[WORK REQUIRED]
Turn the lines of the items below into a single numbered list, leaving out any blank lines.

___

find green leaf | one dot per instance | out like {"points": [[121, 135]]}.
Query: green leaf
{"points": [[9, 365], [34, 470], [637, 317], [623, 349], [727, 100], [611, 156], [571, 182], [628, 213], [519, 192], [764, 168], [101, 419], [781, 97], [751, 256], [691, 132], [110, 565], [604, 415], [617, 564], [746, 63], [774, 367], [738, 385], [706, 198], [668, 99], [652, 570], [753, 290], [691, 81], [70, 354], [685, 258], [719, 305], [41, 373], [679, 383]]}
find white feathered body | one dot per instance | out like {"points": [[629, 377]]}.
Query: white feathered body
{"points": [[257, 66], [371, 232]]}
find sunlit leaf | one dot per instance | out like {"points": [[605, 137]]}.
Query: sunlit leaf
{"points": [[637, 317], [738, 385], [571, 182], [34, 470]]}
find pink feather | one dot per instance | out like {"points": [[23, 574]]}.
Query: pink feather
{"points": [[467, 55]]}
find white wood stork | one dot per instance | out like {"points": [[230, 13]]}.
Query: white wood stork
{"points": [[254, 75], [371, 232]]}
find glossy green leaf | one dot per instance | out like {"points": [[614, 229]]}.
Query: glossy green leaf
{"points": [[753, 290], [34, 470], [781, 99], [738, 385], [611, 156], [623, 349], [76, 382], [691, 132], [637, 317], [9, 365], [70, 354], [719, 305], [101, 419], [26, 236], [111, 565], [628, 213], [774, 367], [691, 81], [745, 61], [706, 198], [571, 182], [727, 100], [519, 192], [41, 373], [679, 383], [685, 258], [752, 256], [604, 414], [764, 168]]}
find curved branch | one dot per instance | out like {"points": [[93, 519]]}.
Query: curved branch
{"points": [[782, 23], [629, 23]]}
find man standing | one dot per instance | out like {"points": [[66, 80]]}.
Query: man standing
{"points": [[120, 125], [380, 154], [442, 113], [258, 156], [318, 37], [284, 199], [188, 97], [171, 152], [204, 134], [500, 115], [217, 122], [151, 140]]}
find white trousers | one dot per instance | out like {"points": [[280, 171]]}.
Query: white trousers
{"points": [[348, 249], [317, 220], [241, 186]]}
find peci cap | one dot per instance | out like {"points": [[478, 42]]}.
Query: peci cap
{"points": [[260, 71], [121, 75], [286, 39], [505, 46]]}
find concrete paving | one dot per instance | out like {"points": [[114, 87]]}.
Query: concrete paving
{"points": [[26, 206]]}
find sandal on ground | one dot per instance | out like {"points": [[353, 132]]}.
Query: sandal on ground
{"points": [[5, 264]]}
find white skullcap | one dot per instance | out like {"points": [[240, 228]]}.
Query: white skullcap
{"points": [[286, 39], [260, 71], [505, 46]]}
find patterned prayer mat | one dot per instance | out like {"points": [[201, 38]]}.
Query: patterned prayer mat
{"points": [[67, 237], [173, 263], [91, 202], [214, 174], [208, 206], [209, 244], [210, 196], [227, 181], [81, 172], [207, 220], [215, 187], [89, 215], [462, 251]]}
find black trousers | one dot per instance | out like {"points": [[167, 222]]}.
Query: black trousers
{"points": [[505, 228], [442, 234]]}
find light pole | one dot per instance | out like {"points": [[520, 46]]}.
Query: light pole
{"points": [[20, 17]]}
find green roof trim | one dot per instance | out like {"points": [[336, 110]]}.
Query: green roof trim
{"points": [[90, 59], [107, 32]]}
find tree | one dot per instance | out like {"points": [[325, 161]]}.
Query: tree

___

[EXERCISE RESULT]
1. find green leaf | one dot per instance | out like {"points": [[121, 135]]}.
2. Query: green leaf
3. {"points": [[9, 365], [34, 470], [637, 317], [623, 349], [727, 100], [611, 156], [571, 182], [628, 213], [519, 192], [764, 168], [101, 419], [781, 97], [751, 256], [691, 132], [110, 565], [604, 415], [617, 564], [746, 63], [774, 367], [738, 385], [706, 198], [668, 99], [652, 570], [753, 290], [691, 81], [70, 354], [685, 258], [719, 305], [41, 373], [679, 383]]}
4. find white feathered body | one dot per instance | out like {"points": [[629, 377]]}.
5. Query: white feathered body
6. {"points": [[257, 66], [371, 232]]}
7. find sunlit leaf | one dot per instance | out like {"points": [[605, 137]]}.
8. Query: sunlit leaf
9. {"points": [[637, 317], [738, 385], [571, 182], [34, 470]]}
10. find pink feather | one dot per instance | out like {"points": [[23, 574]]}.
11. Query: pink feather
12. {"points": [[467, 55]]}
13. find white wood stork | one dot per instance | out like {"points": [[230, 13]]}.
14. Query: white wood stork
15. {"points": [[254, 75], [371, 232]]}
16. find glossy green leaf | one dot per instance | out like {"points": [[614, 229]]}.
17. Query: glossy green leaf
18. {"points": [[753, 290], [34, 470], [781, 99], [738, 385], [611, 156], [623, 349], [76, 382], [691, 132], [637, 317], [9, 365], [70, 354], [719, 305], [101, 419], [26, 236], [111, 565], [628, 213], [774, 367], [691, 81], [745, 61], [706, 198], [571, 182], [727, 100], [519, 192], [41, 373], [679, 383], [685, 258], [752, 256], [604, 414], [764, 168]]}
19. find curved branch | one dot per instance | out like {"points": [[93, 519]]}.
20. Query: curved branch
21. {"points": [[782, 23], [629, 23]]}
22. find man standing | one dot per instance | out like {"points": [[66, 80]]}.
23. Query: man standing
24. {"points": [[120, 125], [380, 154], [442, 113], [258, 156], [318, 37], [284, 199], [188, 97], [171, 152], [204, 134], [500, 115], [217, 122], [151, 140]]}
25. find white trousers | one dot per instance | out like {"points": [[280, 171]]}.
26. Query: white trousers
27. {"points": [[348, 249], [317, 220], [241, 186]]}
28. find peci cap | one dot per instance | out like {"points": [[478, 42]]}.
29. Query: peci cap
30. {"points": [[260, 71], [121, 75], [286, 39], [505, 46]]}
31. find concrete paving | one dot per instance | out like {"points": [[114, 87]]}.
32. Query: concrete paving
33. {"points": [[26, 206]]}
34. find sandal on ground | one dot per instance | out like {"points": [[353, 132]]}.
35. Query: sandal on ground
36. {"points": [[5, 264]]}
37. find white skullcap | one dot per instance | out like {"points": [[240, 228]]}.
38. Query: white skullcap
39. {"points": [[286, 39], [260, 71], [505, 46]]}
40. find patterned prayer mat | one dot per instance | out like {"points": [[201, 38]]}.
41. Query: patterned prayer mat
42. {"points": [[67, 237], [173, 263], [91, 202], [214, 174], [208, 206], [209, 244], [210, 196], [227, 181], [81, 172], [207, 220], [215, 187], [89, 215], [462, 251]]}
43. find black trousers | one dot per instance | out like {"points": [[167, 222]]}.
44. Query: black trousers
45. {"points": [[505, 228], [442, 234]]}
46. find light pole | one dot per instance | out like {"points": [[520, 46]]}.
47. Query: light pole
48. {"points": [[20, 17]]}
49. find green roof trim | one dot per instance | out like {"points": [[336, 110]]}.
50. Query: green roof trim
51. {"points": [[90, 59], [107, 32]]}
52. find tree | one dot per instance | out like {"points": [[325, 161]]}.
53. Query: tree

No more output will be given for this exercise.